### [ACTION ITEM]
Look through the data and write out every line with the word "each" in it.

### [DATA SHOWN]

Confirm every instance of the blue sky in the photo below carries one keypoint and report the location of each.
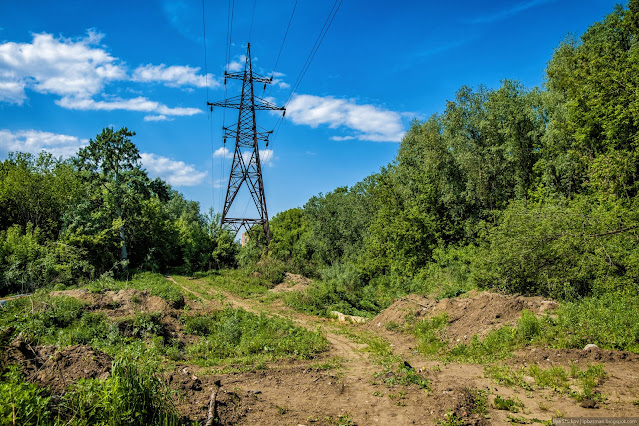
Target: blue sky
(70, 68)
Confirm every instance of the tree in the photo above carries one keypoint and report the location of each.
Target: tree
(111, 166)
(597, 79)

--

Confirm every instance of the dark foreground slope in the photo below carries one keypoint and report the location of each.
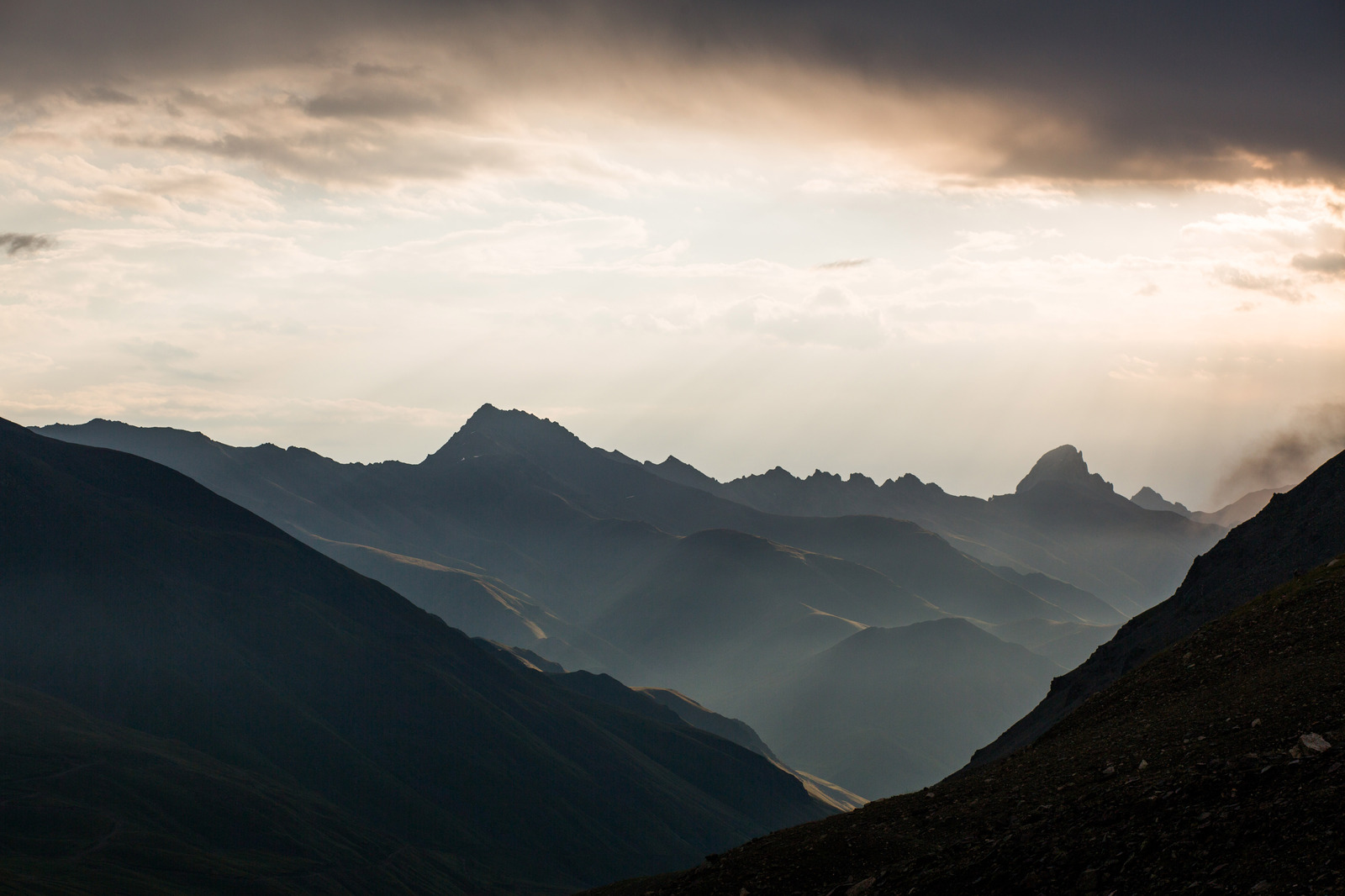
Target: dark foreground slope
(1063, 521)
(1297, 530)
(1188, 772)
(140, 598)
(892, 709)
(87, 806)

* * *

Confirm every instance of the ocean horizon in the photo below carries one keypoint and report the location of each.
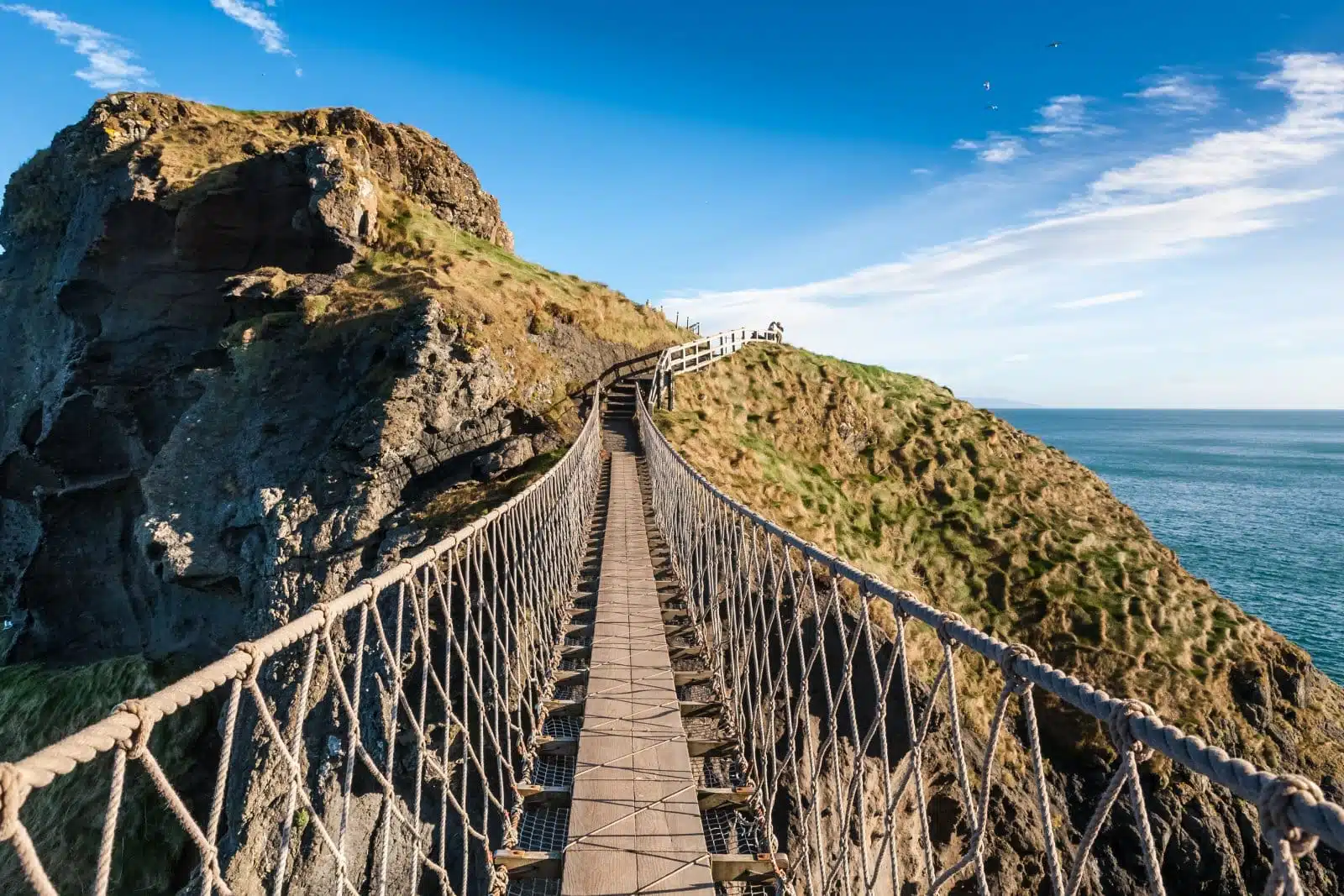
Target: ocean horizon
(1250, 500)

### [SOLUTION TO THE PROBLEM]
Confirm every instance of the blue sky in the photo below carries one keypoint and report the location of each.
Confirm every instance of the tree in the photo above carries one keypoint and report the location of each.
Confirm every instance of the dark foreground slope in the photo below carries one keypoint and report the location of each.
Confirm every instance of the ocean horizon in the photo below carries one keypoint and report the location of each.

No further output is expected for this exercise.